DATA RECORDS:
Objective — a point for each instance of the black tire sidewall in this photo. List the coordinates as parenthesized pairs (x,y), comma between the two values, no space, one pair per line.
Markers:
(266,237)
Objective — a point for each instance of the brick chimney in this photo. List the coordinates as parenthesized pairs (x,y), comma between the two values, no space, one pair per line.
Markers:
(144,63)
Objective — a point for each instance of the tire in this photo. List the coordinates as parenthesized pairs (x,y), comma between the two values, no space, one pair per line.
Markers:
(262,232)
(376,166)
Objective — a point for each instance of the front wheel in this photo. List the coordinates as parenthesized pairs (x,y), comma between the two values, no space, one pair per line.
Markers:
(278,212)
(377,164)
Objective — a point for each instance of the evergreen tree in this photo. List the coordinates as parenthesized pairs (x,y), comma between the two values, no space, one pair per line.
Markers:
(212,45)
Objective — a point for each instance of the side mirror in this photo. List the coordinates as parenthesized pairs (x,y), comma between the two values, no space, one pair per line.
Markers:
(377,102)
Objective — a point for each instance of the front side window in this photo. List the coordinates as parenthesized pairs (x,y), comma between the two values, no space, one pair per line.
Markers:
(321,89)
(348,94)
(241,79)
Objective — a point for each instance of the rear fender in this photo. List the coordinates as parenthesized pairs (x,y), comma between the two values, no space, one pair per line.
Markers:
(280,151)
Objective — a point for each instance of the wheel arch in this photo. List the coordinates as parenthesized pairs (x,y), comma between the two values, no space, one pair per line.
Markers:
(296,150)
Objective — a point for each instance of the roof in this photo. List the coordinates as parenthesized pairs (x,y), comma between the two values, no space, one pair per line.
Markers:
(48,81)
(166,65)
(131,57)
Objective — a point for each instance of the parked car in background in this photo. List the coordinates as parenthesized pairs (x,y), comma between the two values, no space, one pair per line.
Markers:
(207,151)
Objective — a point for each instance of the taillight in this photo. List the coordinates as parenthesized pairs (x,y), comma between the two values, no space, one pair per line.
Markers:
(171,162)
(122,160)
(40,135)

BRIEF: Every entry should be printed again exactly as it stands.

ANSWER TO THIS TASK:
Objective — a point for each instance of the black tire sidewall in this photo. List the coordinates as parenthesized pairs (x,y), comma between the two values, no space, one pair per line.
Markers:
(266,237)
Objective — a point for each instance of the brick chimney in this photo. List the coordinates as parenthesized pairs (x,y), comma between the two values, no space, one pair per line.
Markers:
(144,63)
Objective — a point for each instance of the tire in this photo. List the coordinates as parenthesized pairs (x,y), comma between the two values, no space, one pair per line.
Markers:
(262,232)
(376,166)
Objective — a point for each instance of the front wheel in this photo. List the coordinates as parenthesized pairs (x,y), comma between the two values, no space, one pair per line.
Markers:
(278,212)
(377,164)
Objective — a point for each instance of the evergreen tree in this photo. List the coordinates as parenthesized pairs (x,y), comma between the two values, no space, one pair per line.
Markers:
(212,45)
Objective — a point for each instance of the side mirror in this photo. List the coordinates as parenthesized pairs (x,y), comma between the two values, no space, one pair per line.
Markers:
(377,102)
Objective — a point for each instance of the front side window in this photo. List the coordinates as parenthesized pairs (x,y), comma between the two values, no space, one pair per line.
Markers:
(321,89)
(348,94)
(241,79)
Objective — a point for each instance of the rear fender in this photo. List the coordinates as parenthesized pairs (x,y), comma between the two values, no space, one pair per line.
Markers:
(280,151)
Objective — a point for each instance of the wheel arch in this photo. List the coordinates as parenthesized pairs (x,y), comma between the two values, no space, one pair per line.
Markers:
(296,150)
Objective — a point for each instance of the roof in this photo. List the coordinates as parenthesized pairs (x,y), comma between the two values, no space, one pair per line.
Markers:
(48,81)
(166,65)
(131,57)
Objective — a point for each instance of the parked car in background in this photo. List the coordinates as parenthesized pairs (x,y), comma between the two values, no space, one pair per line.
Markers:
(207,151)
Objective — a point for each instance of the taillight in this photo. List the coordinates as parenthesized pairs (x,y), comma between the two values, no space, one pair per line.
Markers:
(171,162)
(122,160)
(40,135)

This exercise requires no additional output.